- _Entries shown_
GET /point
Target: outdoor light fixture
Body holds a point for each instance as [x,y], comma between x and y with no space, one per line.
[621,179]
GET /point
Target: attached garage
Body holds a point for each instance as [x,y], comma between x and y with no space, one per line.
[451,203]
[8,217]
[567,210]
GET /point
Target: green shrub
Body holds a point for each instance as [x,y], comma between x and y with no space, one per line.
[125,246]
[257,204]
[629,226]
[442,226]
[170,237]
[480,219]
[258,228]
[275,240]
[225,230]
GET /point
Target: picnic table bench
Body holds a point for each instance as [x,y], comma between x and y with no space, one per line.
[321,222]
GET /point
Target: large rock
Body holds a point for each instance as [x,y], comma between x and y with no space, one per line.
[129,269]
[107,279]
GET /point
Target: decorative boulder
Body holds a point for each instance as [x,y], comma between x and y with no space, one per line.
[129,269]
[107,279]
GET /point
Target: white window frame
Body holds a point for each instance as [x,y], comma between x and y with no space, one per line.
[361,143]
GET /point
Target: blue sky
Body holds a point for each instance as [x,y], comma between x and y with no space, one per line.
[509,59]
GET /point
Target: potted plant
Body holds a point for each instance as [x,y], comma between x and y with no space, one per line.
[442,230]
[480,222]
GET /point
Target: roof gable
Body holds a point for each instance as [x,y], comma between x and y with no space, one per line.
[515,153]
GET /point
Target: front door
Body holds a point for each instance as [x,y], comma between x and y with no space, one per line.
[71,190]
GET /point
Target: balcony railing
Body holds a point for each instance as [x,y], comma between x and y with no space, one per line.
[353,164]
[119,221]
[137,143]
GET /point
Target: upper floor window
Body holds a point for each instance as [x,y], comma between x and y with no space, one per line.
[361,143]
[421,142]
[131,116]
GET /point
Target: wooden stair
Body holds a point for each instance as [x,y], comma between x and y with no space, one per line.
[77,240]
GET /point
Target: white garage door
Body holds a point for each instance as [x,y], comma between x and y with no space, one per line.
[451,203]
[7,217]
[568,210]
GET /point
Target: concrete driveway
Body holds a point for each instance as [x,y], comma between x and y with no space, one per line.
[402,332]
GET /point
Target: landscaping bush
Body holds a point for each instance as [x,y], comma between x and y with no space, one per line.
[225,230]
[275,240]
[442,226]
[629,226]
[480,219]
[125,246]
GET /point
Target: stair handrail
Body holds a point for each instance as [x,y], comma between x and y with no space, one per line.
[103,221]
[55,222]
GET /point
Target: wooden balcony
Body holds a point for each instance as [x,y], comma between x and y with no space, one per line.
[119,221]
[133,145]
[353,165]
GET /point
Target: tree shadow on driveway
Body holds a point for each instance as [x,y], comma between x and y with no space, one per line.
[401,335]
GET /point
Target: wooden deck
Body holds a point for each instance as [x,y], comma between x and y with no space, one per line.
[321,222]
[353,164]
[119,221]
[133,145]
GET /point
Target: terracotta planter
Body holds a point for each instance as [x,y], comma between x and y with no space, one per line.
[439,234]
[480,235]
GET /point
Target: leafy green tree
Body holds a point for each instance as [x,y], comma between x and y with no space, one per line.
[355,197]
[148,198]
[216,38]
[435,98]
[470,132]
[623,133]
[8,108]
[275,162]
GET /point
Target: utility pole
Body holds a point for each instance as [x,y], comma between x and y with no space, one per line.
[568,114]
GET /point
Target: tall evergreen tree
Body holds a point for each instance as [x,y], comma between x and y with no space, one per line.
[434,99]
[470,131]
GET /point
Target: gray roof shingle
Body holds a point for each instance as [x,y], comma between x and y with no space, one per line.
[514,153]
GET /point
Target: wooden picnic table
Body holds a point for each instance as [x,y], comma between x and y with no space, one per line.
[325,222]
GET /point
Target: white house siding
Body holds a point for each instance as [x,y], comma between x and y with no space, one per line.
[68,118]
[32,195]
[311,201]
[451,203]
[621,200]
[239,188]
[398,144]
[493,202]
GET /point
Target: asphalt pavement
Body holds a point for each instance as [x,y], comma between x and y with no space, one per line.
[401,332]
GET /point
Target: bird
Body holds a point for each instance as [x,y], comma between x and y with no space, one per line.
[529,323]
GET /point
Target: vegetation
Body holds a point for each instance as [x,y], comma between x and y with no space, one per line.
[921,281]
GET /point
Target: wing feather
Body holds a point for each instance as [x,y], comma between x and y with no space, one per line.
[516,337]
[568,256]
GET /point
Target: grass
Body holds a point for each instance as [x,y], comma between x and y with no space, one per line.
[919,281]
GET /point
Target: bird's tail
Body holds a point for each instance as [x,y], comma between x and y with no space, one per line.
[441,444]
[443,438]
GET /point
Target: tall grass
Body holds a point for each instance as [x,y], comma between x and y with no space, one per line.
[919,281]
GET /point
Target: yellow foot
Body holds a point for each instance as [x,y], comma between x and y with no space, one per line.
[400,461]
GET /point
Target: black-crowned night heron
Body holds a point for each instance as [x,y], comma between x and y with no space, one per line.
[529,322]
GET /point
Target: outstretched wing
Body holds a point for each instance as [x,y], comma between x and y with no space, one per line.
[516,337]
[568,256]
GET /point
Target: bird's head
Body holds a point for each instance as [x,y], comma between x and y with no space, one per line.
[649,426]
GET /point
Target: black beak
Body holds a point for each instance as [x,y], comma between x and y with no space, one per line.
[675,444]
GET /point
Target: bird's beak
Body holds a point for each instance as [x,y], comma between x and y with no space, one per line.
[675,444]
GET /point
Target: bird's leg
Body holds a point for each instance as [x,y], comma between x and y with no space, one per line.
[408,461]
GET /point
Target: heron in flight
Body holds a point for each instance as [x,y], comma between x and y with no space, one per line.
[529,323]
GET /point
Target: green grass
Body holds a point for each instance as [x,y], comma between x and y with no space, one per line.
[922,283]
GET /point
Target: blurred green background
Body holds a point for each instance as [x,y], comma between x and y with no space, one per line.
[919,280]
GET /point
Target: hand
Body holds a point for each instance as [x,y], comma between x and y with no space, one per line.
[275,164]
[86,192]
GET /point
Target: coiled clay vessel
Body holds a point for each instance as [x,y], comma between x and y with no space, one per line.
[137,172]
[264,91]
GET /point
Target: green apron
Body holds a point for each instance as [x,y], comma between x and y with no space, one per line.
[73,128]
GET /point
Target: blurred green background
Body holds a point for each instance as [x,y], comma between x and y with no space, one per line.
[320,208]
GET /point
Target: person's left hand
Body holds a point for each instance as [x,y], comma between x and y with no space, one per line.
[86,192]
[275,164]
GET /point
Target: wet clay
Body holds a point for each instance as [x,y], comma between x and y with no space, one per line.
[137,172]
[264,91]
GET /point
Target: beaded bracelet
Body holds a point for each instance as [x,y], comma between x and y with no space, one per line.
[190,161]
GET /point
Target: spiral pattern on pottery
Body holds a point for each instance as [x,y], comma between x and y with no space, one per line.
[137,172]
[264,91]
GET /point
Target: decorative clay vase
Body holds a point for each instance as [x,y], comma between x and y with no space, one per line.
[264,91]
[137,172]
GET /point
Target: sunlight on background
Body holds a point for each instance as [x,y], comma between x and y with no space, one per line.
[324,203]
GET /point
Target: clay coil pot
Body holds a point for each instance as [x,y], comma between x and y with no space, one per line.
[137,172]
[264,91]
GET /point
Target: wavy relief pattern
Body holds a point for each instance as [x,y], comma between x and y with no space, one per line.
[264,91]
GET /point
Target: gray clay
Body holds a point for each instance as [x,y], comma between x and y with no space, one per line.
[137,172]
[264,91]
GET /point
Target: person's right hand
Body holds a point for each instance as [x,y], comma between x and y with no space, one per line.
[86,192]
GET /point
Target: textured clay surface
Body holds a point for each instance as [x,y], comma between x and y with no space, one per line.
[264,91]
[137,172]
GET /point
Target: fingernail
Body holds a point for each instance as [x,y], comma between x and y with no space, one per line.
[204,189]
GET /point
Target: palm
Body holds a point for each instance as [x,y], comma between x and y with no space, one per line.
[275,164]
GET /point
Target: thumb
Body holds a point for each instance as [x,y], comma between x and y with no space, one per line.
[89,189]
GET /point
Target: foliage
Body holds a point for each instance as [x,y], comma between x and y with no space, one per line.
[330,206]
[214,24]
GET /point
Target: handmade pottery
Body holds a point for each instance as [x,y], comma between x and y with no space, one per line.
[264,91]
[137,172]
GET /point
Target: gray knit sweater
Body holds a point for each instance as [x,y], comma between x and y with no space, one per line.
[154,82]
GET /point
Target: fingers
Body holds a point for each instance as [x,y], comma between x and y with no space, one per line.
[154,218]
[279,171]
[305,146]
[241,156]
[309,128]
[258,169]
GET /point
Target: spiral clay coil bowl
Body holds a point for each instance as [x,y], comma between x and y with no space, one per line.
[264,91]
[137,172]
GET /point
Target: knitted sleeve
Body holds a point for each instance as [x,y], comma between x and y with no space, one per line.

- _Exercise details_
From the data above, copy out every line with the string "table" in it.

- _Answer to this exercise_
Target: picnic table bench
Target: wooden picnic table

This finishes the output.